先序遍历: root | left subtree | right subtree
中序遍历: left subtree | root | right subtree
先序遍历的最左边,一定是根,但是无法找到左子树和右子树的分界点;但是可以通过找到根,从而从中序遍历中找到这个分界。
解题步骤:
leftmost of preOrder must be root
find position of root in inOrder => need a hashtable to pre-store indices
in inorder: left side of root is left subtree
in inorder: right side of root is right subtree
recursively solve the problem on left subtree and right subtree
TreeNode* reconstruct(vector<int> in, vector<int> pre) {
unordered_map<int, int> table;
for (int i = 0; i < in.size(); i++) {
table[in[i]] = i;
}
return helper(in, 0, in.size() - 1, pre, 0, table);
}
TreeNode* helper(const vector<int> & in, int in_left, int in_right,
const vector<int> & pre, int pre_left,
unordered_map<int, int> table) {
if (in_left > in_right) {
return nullptr;
}
TreeNode* root = new TreeNode(pre[pre_left]);
int index = table[root -> value];
root -> left = helper(in, in_left, index - 1, pre, pre_left + 1, table);
root -> right = helper(in, index + 1, in_right, pre, pre_left + index - in_left + 1, table);
return root;
}Reconstruct with level order
level order 的第一个元素,一定是root。通过inorder找到root的位置,然后根据index的关系,分割左右子树。
class Solution {
public:
TreeNode* reconstruct(vector<int> in, vector<int> level) {
map<int, int> table;
for (int i = 0; i < in.size(); i++) {
table[in[i]] = i;
}
return helper(level, table);
}
TreeNode* helper(vector<int> level, map<int, int> table) {
if (level.size() == 0) {
return nullptr;
}
TreeNode* root = new TreeNode(level[0]);
int index = table[root->value];
vector<int> left;
vector<int> right;
for (int i = 0; i < level.size(); i++) {
if (table[level[i]] < index) {
left.emplace_back(level[i]);
} else if (table[level[i]] > index) {
right.emplace_back(level[i]);
}
}
root -> left = helper(left, table);
root -> right = helper(right, table);
return root;
}
};
Reconstruct Binary Search Tree With Postorder Traversal
class Solution {
public:
TreeNode* reconstruct(vector<int> post) {
//Post order -> [leftsubtree][rightsubtree]root => determine the position of root
//In order -> [left]root[right] =>recursively find left and right parts
vector<int> in(post);
sort(in.begin(), in.end());
unordered_map<int, int> table;
for (int i = 0; i < in.size(); i++) {
table[in[i]] = i;
}
return helper(in, post, table, post.size() - 1, 0, in.size() - 1);
}
TreeNode* helper(vector<int> in, vector<int> post, unordered_map<int, int> & table,
int post_right, int in_left, int in_right) {
if (in_left > in_right){
return nullptr;
}
TreeNode* root = new TreeNode(post[post_right]);
int index = table[root -> value];
root -> right = helper(in, post, table, post_right - 1, index + 1, in_right);
root -> left = helper(in, post, table, post_right - 1 - (in_right - index), in_left, index - 1);
return root;
}
};
class Codec {
public:
// Encodes a tree to a single string.

::::

- 练习要求 -
A: 把关于二叉树重建的文本中以"先序遍历的最左边"开头的那一段改写成简短的要点列表,保留其主要事实。
B: 在关于二叉树重建的文本所列的解题步骤中,为了找到根在中序遍历里的位置,需要借助什么?
C: 从关于二叉树重建的文本的最后一行之后续写下去。
这些条目与上面关于二叉树重建的文本毫无关联。

::::

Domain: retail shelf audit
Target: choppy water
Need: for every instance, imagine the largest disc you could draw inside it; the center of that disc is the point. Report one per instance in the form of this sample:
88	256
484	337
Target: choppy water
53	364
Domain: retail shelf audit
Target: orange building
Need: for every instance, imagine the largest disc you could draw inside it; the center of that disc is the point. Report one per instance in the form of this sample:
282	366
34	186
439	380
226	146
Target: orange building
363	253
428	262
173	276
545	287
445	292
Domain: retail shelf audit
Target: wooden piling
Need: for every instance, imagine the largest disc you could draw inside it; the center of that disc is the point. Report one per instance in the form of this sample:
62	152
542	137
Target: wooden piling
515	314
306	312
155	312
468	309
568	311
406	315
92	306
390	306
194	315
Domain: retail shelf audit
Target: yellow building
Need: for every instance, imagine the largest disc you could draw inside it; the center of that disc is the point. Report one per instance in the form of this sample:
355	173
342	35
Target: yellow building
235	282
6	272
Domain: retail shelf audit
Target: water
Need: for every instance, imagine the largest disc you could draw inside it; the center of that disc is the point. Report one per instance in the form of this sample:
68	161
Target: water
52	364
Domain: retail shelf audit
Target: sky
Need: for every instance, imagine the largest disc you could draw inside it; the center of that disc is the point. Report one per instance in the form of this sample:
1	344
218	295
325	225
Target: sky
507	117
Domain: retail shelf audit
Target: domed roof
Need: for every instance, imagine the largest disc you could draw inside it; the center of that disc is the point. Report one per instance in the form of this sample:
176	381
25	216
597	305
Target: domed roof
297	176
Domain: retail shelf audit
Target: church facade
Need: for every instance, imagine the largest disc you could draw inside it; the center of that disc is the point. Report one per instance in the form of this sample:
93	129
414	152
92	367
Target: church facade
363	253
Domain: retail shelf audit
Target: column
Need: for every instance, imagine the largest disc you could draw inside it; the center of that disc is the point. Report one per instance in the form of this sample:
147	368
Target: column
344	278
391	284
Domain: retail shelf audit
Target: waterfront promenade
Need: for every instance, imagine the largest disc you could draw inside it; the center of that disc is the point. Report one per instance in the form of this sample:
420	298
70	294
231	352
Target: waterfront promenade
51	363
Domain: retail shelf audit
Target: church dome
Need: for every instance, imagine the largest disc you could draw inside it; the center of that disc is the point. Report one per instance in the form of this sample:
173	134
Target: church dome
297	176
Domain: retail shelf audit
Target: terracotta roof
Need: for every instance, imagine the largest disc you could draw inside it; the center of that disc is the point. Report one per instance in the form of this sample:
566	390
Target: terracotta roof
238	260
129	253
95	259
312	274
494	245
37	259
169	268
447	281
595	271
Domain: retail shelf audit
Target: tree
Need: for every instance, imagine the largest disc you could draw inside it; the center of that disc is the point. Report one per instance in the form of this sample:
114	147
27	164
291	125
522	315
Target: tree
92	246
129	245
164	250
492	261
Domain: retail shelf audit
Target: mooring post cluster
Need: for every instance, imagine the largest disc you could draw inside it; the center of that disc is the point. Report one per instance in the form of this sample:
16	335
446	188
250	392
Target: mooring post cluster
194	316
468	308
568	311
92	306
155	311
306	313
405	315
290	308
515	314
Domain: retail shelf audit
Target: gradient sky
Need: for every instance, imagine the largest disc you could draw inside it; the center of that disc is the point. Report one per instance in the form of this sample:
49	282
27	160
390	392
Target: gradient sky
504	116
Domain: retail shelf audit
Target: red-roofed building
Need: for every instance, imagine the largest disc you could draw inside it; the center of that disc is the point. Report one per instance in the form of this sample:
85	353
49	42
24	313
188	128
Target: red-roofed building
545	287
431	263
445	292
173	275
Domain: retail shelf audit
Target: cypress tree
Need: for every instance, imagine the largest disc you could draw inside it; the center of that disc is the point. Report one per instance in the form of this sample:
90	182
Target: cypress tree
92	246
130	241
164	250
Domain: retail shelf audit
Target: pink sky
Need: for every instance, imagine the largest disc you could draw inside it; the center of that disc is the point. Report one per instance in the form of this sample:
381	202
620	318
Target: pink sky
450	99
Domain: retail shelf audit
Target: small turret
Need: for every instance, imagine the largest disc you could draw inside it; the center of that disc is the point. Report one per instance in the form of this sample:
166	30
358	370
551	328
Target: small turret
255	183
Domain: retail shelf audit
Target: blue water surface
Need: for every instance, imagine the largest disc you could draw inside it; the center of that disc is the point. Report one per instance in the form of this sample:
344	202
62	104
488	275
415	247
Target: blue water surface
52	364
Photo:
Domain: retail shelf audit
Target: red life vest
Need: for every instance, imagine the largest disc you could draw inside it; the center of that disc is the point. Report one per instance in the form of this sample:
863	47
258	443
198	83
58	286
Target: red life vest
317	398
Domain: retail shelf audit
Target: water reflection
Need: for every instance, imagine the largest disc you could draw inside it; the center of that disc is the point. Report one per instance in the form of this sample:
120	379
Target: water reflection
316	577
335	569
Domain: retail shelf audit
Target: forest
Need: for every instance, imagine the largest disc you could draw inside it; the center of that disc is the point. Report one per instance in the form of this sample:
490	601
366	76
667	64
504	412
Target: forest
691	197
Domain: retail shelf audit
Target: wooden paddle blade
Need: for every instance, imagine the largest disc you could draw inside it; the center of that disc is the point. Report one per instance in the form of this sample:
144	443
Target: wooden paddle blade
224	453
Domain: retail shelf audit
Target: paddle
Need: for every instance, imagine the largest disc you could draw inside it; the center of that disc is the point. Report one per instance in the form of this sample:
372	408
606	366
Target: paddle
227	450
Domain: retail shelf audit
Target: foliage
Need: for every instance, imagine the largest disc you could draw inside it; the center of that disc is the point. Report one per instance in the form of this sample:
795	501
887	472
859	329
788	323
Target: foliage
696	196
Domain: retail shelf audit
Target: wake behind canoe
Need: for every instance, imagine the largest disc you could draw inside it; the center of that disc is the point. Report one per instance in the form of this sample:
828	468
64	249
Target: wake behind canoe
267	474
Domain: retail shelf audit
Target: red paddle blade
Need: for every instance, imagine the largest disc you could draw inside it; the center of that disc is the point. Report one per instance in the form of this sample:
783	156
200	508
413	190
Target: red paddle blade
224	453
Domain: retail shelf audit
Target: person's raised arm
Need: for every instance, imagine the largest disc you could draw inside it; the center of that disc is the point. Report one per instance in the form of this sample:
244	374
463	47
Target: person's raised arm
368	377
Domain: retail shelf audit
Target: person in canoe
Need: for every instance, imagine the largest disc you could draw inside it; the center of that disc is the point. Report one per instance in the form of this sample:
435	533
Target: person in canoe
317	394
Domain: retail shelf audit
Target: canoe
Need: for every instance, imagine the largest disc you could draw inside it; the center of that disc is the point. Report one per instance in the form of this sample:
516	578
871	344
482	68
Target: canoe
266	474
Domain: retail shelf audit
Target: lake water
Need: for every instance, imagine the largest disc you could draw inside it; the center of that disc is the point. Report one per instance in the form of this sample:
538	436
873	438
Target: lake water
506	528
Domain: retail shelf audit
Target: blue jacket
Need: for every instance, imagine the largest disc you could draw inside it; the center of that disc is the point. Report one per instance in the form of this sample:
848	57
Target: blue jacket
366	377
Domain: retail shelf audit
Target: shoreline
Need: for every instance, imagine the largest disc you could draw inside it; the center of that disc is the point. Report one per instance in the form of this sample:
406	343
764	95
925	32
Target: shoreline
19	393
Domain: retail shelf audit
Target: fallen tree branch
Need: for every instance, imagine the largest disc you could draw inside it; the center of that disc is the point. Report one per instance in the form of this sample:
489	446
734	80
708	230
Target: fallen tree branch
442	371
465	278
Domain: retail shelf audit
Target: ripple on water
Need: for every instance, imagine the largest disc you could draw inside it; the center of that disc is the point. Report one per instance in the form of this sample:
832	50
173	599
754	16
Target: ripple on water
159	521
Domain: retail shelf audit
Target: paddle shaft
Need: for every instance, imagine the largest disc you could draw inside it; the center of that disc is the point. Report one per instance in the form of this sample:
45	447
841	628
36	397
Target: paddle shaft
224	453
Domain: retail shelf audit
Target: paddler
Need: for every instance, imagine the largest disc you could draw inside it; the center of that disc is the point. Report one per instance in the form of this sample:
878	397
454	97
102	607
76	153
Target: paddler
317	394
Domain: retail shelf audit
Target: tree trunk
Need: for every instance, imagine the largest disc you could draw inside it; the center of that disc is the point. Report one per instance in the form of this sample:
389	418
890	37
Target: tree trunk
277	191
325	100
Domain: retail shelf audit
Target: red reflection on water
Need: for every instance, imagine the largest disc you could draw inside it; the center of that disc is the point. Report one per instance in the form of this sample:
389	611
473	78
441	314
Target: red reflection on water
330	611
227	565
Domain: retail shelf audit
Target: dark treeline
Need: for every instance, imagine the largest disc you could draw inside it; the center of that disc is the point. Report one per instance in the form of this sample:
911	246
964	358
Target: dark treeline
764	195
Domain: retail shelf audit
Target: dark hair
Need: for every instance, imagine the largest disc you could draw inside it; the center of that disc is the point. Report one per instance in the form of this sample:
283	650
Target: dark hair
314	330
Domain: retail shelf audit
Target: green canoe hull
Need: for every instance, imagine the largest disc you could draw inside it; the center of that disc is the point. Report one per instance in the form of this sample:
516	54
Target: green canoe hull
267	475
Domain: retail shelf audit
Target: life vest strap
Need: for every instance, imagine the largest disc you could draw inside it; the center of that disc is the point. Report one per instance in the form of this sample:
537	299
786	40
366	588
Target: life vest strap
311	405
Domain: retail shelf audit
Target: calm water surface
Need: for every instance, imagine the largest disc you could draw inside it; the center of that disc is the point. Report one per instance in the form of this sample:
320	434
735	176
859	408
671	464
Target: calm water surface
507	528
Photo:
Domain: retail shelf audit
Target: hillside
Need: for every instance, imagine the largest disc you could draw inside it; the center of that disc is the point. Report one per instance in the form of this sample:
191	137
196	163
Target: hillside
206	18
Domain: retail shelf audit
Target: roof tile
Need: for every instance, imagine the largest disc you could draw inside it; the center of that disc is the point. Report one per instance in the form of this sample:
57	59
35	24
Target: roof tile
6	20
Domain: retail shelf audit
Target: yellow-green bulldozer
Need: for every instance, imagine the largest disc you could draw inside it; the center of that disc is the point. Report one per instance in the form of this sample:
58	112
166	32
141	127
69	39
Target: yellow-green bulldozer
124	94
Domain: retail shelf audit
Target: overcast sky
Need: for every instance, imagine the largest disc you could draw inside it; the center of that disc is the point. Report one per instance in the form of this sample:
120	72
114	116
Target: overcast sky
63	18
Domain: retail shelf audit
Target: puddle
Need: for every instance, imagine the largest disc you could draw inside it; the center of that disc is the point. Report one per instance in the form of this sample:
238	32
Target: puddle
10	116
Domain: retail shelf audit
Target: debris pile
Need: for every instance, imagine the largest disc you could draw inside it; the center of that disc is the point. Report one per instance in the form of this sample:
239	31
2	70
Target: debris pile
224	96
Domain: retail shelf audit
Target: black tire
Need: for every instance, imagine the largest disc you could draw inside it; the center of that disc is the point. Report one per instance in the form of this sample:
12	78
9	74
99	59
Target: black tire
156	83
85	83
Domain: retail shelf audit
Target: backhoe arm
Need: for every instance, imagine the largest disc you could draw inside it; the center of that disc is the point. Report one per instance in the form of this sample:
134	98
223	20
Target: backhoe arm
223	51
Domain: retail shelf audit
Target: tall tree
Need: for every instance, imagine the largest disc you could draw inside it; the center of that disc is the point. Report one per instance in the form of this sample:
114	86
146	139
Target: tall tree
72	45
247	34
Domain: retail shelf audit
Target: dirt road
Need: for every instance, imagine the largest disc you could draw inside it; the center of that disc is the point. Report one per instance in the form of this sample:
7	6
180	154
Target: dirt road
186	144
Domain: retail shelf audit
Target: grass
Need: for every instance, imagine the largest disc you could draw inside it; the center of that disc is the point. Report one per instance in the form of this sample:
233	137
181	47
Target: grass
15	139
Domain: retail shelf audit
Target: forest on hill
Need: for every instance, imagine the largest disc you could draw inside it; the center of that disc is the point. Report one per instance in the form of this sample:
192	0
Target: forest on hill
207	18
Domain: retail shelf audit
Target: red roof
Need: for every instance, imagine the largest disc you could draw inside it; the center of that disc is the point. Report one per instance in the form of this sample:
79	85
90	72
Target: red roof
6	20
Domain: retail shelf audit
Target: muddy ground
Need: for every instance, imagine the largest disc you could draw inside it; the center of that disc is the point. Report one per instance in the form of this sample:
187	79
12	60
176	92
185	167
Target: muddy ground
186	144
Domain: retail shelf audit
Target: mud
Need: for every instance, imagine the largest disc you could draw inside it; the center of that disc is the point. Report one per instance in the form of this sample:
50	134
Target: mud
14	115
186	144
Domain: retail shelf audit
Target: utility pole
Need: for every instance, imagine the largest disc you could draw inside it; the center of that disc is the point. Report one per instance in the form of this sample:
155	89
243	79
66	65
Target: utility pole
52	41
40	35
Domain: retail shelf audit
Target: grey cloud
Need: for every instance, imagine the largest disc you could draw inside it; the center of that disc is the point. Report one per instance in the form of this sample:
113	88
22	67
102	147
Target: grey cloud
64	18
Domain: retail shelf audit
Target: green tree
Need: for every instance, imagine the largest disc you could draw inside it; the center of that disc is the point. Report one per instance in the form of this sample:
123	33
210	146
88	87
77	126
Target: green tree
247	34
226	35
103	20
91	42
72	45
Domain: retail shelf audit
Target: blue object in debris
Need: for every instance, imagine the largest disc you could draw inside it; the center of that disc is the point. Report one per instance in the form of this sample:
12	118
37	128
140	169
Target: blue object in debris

::::

- 参考答案 -
A:
- 先序遍历最左边的元素一定是根。
- 仅靠先序遍历无法找到左子树和右子树的分界点。
- 找到根之后,可以在中序遍历中找到这个分界。

B: 需要一个预先存储下标的哈希表。

C:
string serialize(TreeNode* root) {
string order;
inorderDFS(root, order);
return order;
}
inline void inorderDFS(TreeNode* root, string& order) {
if (!root) return;
char buf[4];
memcpy(buf, &(root->val), sizeof(int)); //burn the int into 4 chars
for (int i=0; i<4; i++) order.push_back(buf[i]);
inorderDFS(root->left, order);
inorderDFS(root->right, order);
}
// Decodes your encoded data to tree.
TreeNode* deserialize(string data) {
int pos = 0;
return reconstruct(data, pos, INT_MIN, INT_MAX);
}
inline TreeNode* reconstruct(const string& buffer, int& pos, int minValue, int maxValue) {
if (pos >= buffer.size()) return NULL; //using pos to check whether buffer ends is better than using char* directly.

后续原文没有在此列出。